[Dataset entries]
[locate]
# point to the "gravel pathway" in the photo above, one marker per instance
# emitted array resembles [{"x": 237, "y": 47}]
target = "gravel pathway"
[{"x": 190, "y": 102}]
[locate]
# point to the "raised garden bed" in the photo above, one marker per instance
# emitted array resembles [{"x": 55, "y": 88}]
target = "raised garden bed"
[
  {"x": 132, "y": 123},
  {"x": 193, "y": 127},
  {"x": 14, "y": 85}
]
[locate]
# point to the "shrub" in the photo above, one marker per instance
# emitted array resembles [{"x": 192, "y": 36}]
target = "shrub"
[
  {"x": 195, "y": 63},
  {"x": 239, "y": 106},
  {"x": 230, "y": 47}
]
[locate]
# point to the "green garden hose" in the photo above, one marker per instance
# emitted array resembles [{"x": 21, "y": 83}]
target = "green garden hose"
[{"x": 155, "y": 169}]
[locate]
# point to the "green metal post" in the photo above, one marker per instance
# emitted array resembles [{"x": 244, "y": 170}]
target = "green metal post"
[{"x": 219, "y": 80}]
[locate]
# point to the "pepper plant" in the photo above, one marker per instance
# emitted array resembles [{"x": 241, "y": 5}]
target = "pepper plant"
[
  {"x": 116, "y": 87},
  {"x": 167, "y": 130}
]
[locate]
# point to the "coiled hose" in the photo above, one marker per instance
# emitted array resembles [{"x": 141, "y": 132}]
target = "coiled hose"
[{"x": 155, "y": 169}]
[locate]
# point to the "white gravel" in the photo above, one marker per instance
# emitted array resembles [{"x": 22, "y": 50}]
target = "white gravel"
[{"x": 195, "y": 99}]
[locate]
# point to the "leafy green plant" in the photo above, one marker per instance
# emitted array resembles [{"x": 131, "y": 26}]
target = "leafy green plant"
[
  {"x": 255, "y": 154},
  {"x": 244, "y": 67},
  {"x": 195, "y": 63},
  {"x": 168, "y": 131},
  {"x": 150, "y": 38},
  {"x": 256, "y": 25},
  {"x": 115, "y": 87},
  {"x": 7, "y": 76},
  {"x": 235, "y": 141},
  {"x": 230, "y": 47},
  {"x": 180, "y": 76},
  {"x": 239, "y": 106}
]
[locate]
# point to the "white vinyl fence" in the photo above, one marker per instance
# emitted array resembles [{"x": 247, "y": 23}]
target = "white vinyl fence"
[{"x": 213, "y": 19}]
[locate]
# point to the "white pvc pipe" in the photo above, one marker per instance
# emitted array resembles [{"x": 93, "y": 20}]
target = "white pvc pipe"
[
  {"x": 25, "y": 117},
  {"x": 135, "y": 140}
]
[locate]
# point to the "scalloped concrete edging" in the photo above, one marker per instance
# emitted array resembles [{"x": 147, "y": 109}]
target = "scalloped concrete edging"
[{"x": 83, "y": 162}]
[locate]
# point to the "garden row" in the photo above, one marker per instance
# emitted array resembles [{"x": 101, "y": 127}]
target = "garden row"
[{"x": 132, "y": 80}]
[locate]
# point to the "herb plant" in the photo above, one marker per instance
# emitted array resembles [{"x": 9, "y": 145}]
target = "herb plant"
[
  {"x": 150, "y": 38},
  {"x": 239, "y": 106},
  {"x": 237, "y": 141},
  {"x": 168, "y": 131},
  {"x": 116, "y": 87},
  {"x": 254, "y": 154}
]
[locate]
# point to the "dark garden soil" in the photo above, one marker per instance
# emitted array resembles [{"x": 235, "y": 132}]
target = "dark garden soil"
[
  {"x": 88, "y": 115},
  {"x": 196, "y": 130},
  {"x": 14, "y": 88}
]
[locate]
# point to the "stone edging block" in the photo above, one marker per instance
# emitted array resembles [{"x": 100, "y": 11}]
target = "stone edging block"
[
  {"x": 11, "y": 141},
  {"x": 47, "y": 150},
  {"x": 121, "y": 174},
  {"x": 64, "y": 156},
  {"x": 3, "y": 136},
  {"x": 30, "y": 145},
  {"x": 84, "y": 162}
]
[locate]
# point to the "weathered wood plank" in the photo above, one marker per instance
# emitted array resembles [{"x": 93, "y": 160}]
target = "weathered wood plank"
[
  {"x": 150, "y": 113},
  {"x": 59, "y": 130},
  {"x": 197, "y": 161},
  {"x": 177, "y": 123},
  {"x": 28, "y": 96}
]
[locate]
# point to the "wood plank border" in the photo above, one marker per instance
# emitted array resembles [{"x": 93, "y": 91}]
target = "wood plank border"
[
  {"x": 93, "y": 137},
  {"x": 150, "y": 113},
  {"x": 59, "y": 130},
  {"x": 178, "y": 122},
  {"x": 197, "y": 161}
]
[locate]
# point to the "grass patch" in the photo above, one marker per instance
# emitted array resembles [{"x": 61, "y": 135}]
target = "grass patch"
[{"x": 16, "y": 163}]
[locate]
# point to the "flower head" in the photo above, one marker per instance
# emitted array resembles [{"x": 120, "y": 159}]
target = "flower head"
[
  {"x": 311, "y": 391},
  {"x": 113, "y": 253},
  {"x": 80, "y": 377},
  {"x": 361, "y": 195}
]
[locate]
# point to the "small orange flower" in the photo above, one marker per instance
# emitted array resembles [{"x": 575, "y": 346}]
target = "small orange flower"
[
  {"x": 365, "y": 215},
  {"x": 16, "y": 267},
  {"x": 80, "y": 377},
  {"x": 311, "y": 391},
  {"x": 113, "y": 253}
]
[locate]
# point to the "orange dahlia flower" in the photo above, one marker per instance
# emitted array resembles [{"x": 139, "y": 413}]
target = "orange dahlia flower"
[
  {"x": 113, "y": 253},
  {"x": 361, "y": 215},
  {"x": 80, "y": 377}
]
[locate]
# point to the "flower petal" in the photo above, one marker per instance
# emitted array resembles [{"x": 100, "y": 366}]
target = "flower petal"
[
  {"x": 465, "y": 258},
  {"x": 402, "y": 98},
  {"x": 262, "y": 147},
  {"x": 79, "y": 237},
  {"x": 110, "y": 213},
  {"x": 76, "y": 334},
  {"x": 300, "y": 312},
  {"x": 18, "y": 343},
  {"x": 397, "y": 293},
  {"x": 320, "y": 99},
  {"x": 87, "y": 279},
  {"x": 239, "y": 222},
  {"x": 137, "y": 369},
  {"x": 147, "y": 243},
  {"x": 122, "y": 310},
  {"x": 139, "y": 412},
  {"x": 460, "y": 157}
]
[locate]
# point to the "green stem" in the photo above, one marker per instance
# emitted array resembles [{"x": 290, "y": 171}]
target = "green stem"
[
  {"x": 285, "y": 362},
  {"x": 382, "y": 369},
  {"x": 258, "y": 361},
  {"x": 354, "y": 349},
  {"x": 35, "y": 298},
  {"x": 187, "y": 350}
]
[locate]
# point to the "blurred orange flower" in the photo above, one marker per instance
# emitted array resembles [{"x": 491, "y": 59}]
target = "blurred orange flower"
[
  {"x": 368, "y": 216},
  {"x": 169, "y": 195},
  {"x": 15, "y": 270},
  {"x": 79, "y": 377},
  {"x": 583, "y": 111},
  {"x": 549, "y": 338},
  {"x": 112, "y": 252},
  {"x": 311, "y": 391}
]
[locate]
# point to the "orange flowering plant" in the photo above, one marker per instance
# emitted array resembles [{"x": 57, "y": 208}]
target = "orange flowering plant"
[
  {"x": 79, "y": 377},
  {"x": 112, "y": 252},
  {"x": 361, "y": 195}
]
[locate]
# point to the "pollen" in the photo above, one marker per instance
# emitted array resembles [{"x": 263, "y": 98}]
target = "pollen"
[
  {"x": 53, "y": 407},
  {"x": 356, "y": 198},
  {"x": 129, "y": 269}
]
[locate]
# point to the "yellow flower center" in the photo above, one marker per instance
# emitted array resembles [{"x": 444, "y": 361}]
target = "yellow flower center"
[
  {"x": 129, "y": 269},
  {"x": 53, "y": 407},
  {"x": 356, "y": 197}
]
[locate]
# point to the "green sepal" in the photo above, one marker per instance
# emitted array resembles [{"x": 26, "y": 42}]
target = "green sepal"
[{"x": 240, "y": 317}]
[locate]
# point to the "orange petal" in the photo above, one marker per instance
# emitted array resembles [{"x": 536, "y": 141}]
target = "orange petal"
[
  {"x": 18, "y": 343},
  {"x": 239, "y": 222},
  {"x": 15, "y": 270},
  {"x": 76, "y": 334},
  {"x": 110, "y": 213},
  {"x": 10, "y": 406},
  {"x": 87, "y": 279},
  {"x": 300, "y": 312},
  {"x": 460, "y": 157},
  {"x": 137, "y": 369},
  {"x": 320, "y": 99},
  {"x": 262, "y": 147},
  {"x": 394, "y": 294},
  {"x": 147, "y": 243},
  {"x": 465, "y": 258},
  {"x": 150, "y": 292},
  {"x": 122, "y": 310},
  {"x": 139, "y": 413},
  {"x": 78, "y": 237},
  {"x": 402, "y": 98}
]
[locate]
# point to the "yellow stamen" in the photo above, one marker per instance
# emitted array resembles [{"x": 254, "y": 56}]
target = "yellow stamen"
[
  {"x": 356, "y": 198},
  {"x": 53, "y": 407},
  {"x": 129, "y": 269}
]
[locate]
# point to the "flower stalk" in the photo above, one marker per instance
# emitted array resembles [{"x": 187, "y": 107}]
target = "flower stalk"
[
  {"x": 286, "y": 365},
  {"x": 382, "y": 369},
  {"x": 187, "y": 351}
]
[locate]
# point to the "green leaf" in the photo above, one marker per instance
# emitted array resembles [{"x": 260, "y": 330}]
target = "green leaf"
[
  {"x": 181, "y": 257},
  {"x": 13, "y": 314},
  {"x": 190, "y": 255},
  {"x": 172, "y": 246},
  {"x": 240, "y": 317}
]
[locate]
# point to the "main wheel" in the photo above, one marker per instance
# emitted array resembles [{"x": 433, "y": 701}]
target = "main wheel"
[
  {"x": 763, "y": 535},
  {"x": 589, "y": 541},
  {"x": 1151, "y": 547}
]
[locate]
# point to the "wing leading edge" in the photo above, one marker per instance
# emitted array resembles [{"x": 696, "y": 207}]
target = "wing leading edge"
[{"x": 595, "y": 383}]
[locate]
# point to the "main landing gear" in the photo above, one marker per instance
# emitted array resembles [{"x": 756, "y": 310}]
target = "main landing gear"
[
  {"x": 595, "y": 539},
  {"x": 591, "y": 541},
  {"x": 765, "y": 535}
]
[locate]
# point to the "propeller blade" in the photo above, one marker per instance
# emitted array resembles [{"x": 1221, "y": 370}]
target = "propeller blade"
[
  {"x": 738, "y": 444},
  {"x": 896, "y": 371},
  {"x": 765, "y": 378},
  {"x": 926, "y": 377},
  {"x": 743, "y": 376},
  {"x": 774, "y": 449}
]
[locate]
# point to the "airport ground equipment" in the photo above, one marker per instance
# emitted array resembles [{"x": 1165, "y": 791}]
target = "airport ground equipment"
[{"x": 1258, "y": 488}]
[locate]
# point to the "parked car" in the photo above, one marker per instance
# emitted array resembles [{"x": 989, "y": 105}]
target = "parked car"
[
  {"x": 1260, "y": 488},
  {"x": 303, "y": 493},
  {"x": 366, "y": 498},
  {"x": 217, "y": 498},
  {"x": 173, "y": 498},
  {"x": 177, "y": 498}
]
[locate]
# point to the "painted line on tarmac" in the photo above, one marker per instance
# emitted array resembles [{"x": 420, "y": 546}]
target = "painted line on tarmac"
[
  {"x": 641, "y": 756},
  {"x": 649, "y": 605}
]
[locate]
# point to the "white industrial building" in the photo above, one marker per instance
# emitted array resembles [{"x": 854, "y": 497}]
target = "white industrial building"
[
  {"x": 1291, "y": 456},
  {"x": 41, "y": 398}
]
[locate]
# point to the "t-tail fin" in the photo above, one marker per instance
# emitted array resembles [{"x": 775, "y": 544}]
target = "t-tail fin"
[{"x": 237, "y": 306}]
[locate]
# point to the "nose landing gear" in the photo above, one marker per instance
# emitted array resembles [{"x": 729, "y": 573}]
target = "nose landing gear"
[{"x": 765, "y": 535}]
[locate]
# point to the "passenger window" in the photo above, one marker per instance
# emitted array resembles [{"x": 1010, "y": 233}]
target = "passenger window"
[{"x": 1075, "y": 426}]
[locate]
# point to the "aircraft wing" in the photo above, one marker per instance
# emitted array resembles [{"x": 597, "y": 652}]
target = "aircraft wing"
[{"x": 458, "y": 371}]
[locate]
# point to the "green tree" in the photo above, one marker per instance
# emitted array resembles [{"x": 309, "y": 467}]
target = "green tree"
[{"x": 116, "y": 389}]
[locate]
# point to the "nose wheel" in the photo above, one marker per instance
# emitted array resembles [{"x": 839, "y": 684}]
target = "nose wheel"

DO THIS :: Report every line in the records above that contains the string "blade", copying each such line in full.

SOLUTION TO THIS TASK ::
# point to the "propeller blade" in the photo above, one marker per instance
target = "propeller blade"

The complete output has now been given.